**WORK TO DO**
Print the lines of the listing exactly as they are, starting at the line containing "Please trace the outline of every instance of the concrete" and ending at the line containing "Give the mask of the concrete pool deck.".

**DATASET CONTENT**

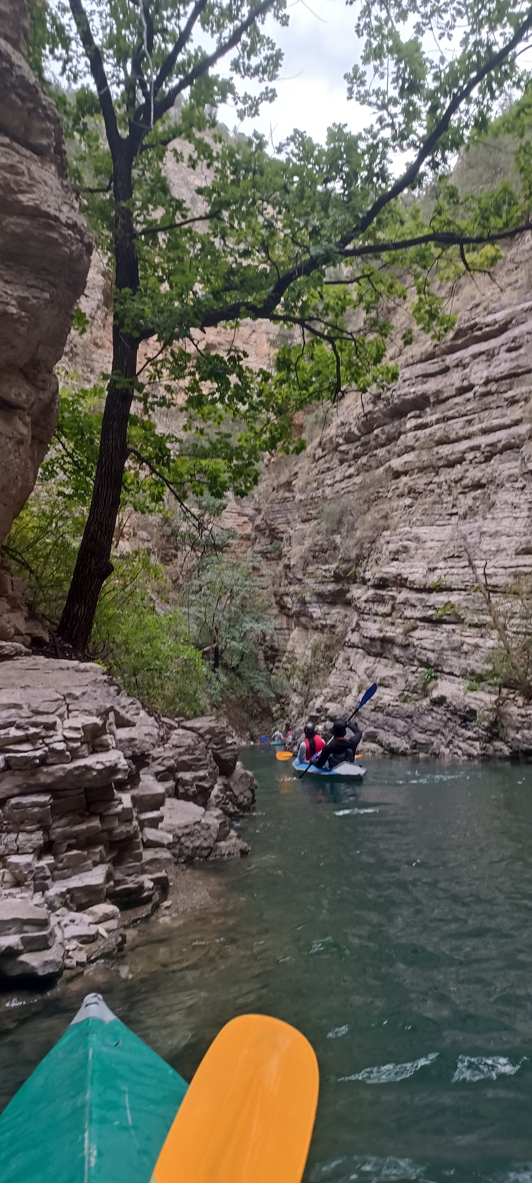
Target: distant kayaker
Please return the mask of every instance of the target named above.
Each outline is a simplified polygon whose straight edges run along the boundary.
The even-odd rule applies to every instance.
[[[325,748],[325,739],[317,735],[314,731],[313,723],[305,723],[305,738],[299,745],[298,761],[300,764],[307,763],[312,759],[312,756],[317,756],[318,752]]]
[[[345,733],[348,726],[352,731],[352,736]],[[344,723],[343,719],[336,719],[332,724],[332,737],[319,755],[313,757],[312,763],[317,768],[323,768],[330,756],[332,757],[332,764],[339,764],[343,759],[353,761],[361,739],[362,731],[357,726],[353,726],[351,723]]]

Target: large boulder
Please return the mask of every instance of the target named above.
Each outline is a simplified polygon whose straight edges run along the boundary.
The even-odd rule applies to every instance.
[[[255,803],[257,781],[239,761],[231,776],[219,776],[210,801],[228,817],[249,813]]]
[[[206,715],[200,719],[189,719],[182,726],[203,741],[223,776],[234,772],[240,744],[234,731],[226,723],[220,723],[214,715]]]
[[[173,835],[171,851],[177,862],[206,859],[218,839],[218,819],[192,801],[169,797],[164,803],[162,828]]]

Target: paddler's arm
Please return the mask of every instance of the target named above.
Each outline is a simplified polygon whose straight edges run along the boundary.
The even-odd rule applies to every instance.
[[[332,751],[332,739],[330,739],[329,743],[325,744],[325,748],[322,748],[322,751],[319,752],[318,756],[312,757],[312,763],[316,764],[317,768],[323,768],[325,762],[329,759],[331,751]]]

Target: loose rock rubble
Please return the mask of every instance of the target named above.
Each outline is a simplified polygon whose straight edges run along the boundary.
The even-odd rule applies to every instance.
[[[90,662],[0,642],[0,976],[111,956],[175,862],[247,854],[257,782],[214,718],[158,724]],[[161,739],[160,739],[161,736]]]

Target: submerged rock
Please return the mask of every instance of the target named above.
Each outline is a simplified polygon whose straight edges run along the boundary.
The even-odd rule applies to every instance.
[[[128,913],[157,906],[176,864],[248,853],[229,819],[252,808],[257,782],[233,732],[208,718],[158,733],[100,666],[2,666],[0,975],[113,956]],[[226,768],[234,758],[229,775],[216,752]]]

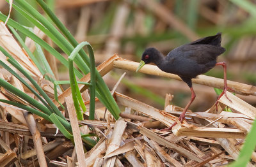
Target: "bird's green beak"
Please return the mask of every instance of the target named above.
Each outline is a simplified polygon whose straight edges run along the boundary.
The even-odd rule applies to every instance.
[[[141,61],[139,66],[137,68],[136,72],[138,72],[145,65],[145,62]]]

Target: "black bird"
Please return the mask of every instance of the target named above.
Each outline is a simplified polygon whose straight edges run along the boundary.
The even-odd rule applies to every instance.
[[[215,105],[217,105],[218,100],[223,94],[228,98],[227,90],[232,89],[227,85],[226,62],[216,62],[217,57],[225,51],[225,49],[221,47],[221,33],[218,33],[214,36],[200,38],[179,47],[170,52],[166,57],[155,48],[148,48],[142,54],[141,61],[136,72],[145,64],[153,62],[162,71],[179,75],[189,87],[191,98],[179,117],[180,122],[185,119],[186,112],[196,97],[191,79],[196,78],[198,75],[207,72],[215,66],[221,65],[224,68],[224,90]],[[176,124],[177,122],[174,123],[171,127],[164,130],[172,129]]]

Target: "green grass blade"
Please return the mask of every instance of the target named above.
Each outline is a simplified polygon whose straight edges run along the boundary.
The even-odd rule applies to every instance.
[[[10,63],[12,64],[13,66],[15,66],[19,71],[20,71],[29,81],[30,82],[34,85],[34,87],[36,89],[38,92],[43,96],[43,98],[45,99],[45,101],[48,103],[49,106],[52,109],[53,112],[59,115],[60,117],[62,117],[63,119],[65,119],[64,116],[62,113],[60,112],[58,107],[53,103],[51,101],[50,98],[46,94],[46,93],[44,91],[44,90],[37,84],[36,82],[19,65],[17,65],[16,61],[13,61],[13,60],[8,59],[8,61]]]
[[[31,91],[35,94],[35,96],[36,96],[36,98],[38,98],[38,99],[41,101],[42,103],[43,103],[46,107],[47,107],[49,110],[52,110],[51,107],[48,105],[48,104],[45,102],[45,101],[44,101],[43,98],[42,98],[41,96],[27,82],[26,82],[26,81],[22,78],[21,78],[17,73],[15,73],[15,71],[14,71],[12,68],[10,68],[8,66],[7,66],[4,62],[1,61],[1,60],[0,60],[0,65],[2,67],[3,67],[5,69],[6,69],[8,71],[11,73],[19,80],[20,80],[21,83],[22,83],[26,87],[28,87],[28,89],[29,89],[29,91]]]
[[[29,112],[31,112],[32,113],[35,113],[35,115],[38,115],[38,116],[40,116],[41,117],[45,119],[45,120],[51,122],[51,120],[49,119],[49,116],[47,115],[46,115],[45,113],[42,113],[42,112],[40,112],[40,111],[38,111],[38,110],[36,110],[35,108],[31,108],[29,106],[26,106],[24,105],[19,103],[17,103],[17,102],[9,101],[9,100],[0,99],[0,101],[3,102],[3,103],[5,103],[6,104],[9,104],[9,105],[17,106],[17,107],[19,107],[19,108],[20,108],[21,109],[23,109],[24,110],[26,110],[26,111],[28,111]]]
[[[3,15],[3,13],[0,13],[0,20],[3,22],[6,19],[6,16]],[[46,50],[50,52],[52,55],[57,58],[64,66],[68,67],[68,61],[55,49],[49,45],[45,41],[42,40],[41,38],[36,36],[32,32],[28,31],[26,28],[24,28],[22,25],[19,24],[17,22],[9,18],[7,24],[13,27],[15,29],[19,31],[21,33],[24,34],[26,36],[28,36],[31,39],[32,39],[34,41],[38,43],[41,47],[44,48]],[[83,76],[82,74],[77,70],[75,69],[76,75],[81,78]]]
[[[74,59],[76,55],[77,55],[78,52],[83,48],[83,47],[86,46],[87,49],[89,52],[90,56],[90,83],[91,85],[90,86],[90,115],[89,119],[93,120],[94,119],[94,113],[95,113],[95,88],[96,88],[96,75],[95,71],[97,70],[95,68],[95,62],[94,59],[94,54],[93,50],[92,49],[92,46],[89,43],[86,41],[83,41],[79,43],[74,50],[74,51],[71,53],[68,60],[72,60]],[[70,78],[71,80],[71,78]],[[77,87],[78,88],[78,87]],[[77,89],[76,89],[77,90]],[[79,91],[79,90],[78,90]],[[77,94],[80,94],[80,92],[77,92]],[[81,95],[81,94],[80,94]],[[81,103],[80,103],[81,105]],[[81,105],[83,107],[83,106]]]
[[[78,43],[76,41],[75,38],[72,36],[72,34],[68,31],[68,30],[64,26],[64,25],[63,25],[61,24],[61,22],[60,21],[60,20],[54,15],[54,13],[53,13],[53,12],[47,8],[47,4],[44,2],[44,1],[36,0],[36,1],[38,3],[38,4],[42,8],[42,9],[45,11],[45,13],[48,15],[48,16],[52,19],[53,22],[56,25],[56,26],[59,28],[59,29],[67,37],[67,38],[71,43],[71,44],[73,46],[78,45]],[[85,54],[84,51],[82,50],[79,52],[79,54],[81,54],[81,55],[83,55],[82,59],[84,60],[84,61],[86,62],[86,64],[88,66],[89,66],[90,61],[89,61],[88,57],[86,56],[86,54]],[[76,62],[76,63],[77,64],[77,62]],[[77,64],[77,66],[78,66],[78,64]],[[97,83],[99,82],[99,84],[97,84],[96,89],[99,92],[99,94],[100,94],[101,99],[102,99],[103,98],[106,98],[107,99],[105,101],[108,104],[107,105],[106,103],[104,103],[104,105],[106,106],[106,107],[108,108],[109,111],[114,116],[115,119],[118,119],[119,117],[118,115],[120,113],[120,109],[119,109],[118,106],[117,106],[117,104],[116,104],[116,101],[115,101],[113,97],[111,94],[110,91],[108,89],[108,87],[106,85],[102,78],[101,77],[99,73],[99,72],[97,71],[96,71],[96,78],[97,80]],[[99,88],[99,85],[102,86],[101,89]],[[104,91],[100,92],[100,91],[99,91],[99,90],[103,90]],[[100,98],[99,98],[99,99],[100,100]],[[100,100],[100,101],[102,101],[102,100]]]
[[[3,80],[2,78],[0,78],[0,86],[2,86],[3,87],[12,93],[20,97],[22,99],[25,100],[26,101],[27,101],[31,105],[34,106],[38,110],[42,111],[44,113],[47,114],[48,115],[50,115],[52,113],[51,111],[46,106],[40,103],[38,101],[32,98],[27,94],[20,91],[19,89],[17,89],[16,87],[10,84],[9,83]]]

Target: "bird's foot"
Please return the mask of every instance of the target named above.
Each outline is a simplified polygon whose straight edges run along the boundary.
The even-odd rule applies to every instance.
[[[186,120],[186,119],[185,119],[185,113],[186,113],[186,112],[183,112],[180,114],[180,117],[179,117],[179,120],[180,122],[182,122],[182,120]],[[169,127],[168,128],[162,129],[160,130],[160,131],[172,131],[172,127],[173,127],[173,126],[175,126],[175,125],[177,125],[177,122],[174,122],[170,127]]]
[[[230,101],[231,103],[232,103],[232,100],[230,99],[228,97],[228,96],[227,95],[227,90],[231,91],[234,91],[234,90],[233,90],[232,88],[226,86],[225,87],[224,87],[223,91],[222,91],[222,92],[221,93],[221,94],[220,94],[219,97],[218,97],[218,99],[217,99],[216,102],[215,104],[214,104],[217,112],[218,112],[218,105],[218,105],[218,103],[219,103],[219,100],[220,100],[220,99],[222,97],[222,96],[223,96],[223,94],[225,95],[225,96],[226,96],[226,98],[227,98],[228,100],[229,100],[229,101]]]

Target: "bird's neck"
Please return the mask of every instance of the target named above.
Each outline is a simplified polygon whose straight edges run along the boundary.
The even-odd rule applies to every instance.
[[[157,59],[157,61],[155,62],[156,65],[157,65],[157,67],[161,66],[161,64],[164,63],[165,59],[166,57],[164,57],[162,53],[159,52],[159,59]]]

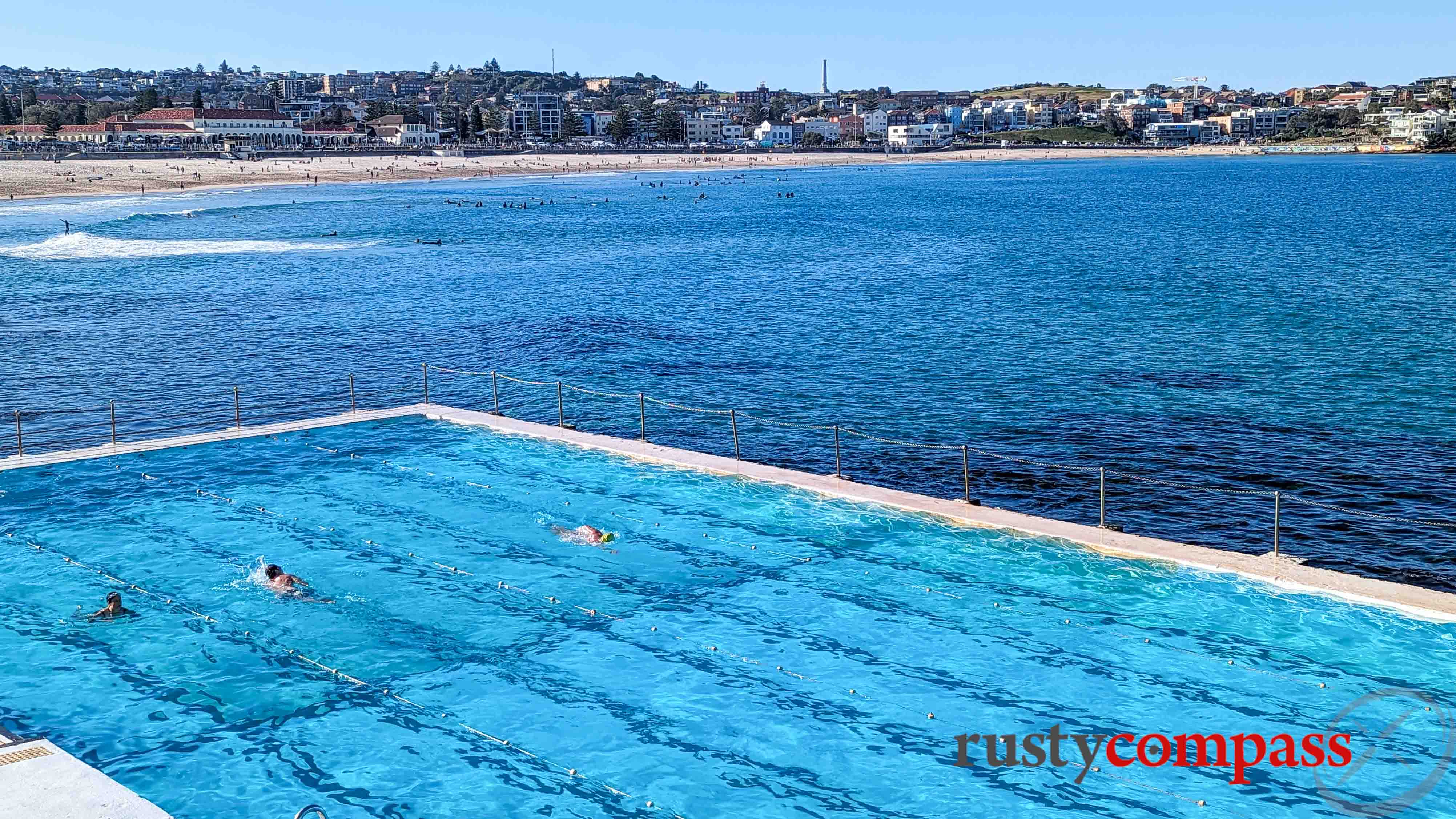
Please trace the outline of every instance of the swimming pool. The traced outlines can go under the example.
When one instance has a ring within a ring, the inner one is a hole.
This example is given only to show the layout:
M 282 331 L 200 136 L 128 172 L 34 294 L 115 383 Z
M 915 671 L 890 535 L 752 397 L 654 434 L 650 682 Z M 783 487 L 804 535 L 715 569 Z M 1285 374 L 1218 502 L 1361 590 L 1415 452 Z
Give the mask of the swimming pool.
M 1077 784 L 1080 764 L 957 767 L 954 737 L 1297 736 L 1392 686 L 1436 711 L 1335 790 L 1405 791 L 1444 752 L 1447 625 L 476 427 L 0 491 L 0 717 L 179 818 L 1338 816 L 1309 768 L 1104 762 Z M 550 529 L 581 523 L 620 539 Z M 335 602 L 277 597 L 261 561 Z M 118 589 L 99 571 L 151 592 L 121 587 L 140 616 L 79 616 Z M 1452 812 L 1441 783 L 1405 815 Z

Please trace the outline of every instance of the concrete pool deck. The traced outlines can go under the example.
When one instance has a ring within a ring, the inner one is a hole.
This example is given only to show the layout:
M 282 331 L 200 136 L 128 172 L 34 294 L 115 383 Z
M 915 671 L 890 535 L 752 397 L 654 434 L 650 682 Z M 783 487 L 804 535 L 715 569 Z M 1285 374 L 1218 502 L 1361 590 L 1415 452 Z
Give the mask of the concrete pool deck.
M 172 819 L 48 739 L 0 734 L 0 816 Z
M 572 428 L 521 421 L 475 410 L 459 410 L 440 404 L 412 404 L 389 410 L 345 412 L 323 418 L 282 421 L 256 427 L 229 427 L 224 430 L 170 439 L 118 443 L 115 446 L 103 444 L 42 455 L 12 456 L 0 461 L 0 471 L 108 458 L 112 455 L 149 452 L 175 446 L 194 446 L 256 436 L 293 433 L 358 421 L 380 421 L 408 415 L 424 415 L 427 418 L 441 421 L 480 426 L 501 433 L 555 440 L 588 449 L 612 452 L 628 458 L 718 475 L 737 475 L 757 481 L 769 481 L 830 497 L 933 514 L 936 517 L 967 526 L 1006 529 L 1041 538 L 1051 538 L 1086 546 L 1111 557 L 1163 561 L 1201 571 L 1232 573 L 1249 580 L 1268 583 L 1283 590 L 1328 595 L 1348 602 L 1396 609 L 1402 614 L 1423 619 L 1456 622 L 1456 595 L 1449 592 L 1436 592 L 1418 586 L 1392 583 L 1389 580 L 1377 580 L 1373 577 L 1360 577 L 1329 568 L 1302 565 L 1297 560 L 1290 557 L 1275 558 L 1273 555 L 1252 555 L 1210 546 L 1195 546 L 1192 544 L 1181 544 L 1176 541 L 1147 538 L 1127 532 L 1114 532 L 1098 526 L 1038 517 L 1005 509 L 971 506 L 960 500 L 946 500 L 869 484 L 858 484 L 852 479 L 836 478 L 834 475 L 815 475 L 796 469 L 785 469 L 782 466 L 769 466 L 719 455 L 706 455 L 687 449 L 658 446 L 651 442 L 582 433 Z

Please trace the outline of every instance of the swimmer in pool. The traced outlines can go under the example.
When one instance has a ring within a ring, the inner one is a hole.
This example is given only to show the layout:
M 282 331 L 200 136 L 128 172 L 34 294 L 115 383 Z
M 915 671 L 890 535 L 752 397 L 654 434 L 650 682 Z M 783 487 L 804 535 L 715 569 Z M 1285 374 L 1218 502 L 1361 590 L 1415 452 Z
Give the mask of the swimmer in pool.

**TASK OUTPUT**
Please trace the outline of every instance of the concrete pool deck. The traced outlines can go under the example.
When one instance has a ring within a ring, the inner one is a hole.
This example is given only to show the layout:
M 282 331 L 200 136 L 128 172 L 34 294 L 115 383 Z
M 915 671 L 890 535 L 752 397 L 654 434 L 650 682 Z M 783 487 L 804 535 L 715 569 Z M 1285 374 L 1218 502 L 1361 590 L 1415 452 Z
Give the mask of the concrete pool deck.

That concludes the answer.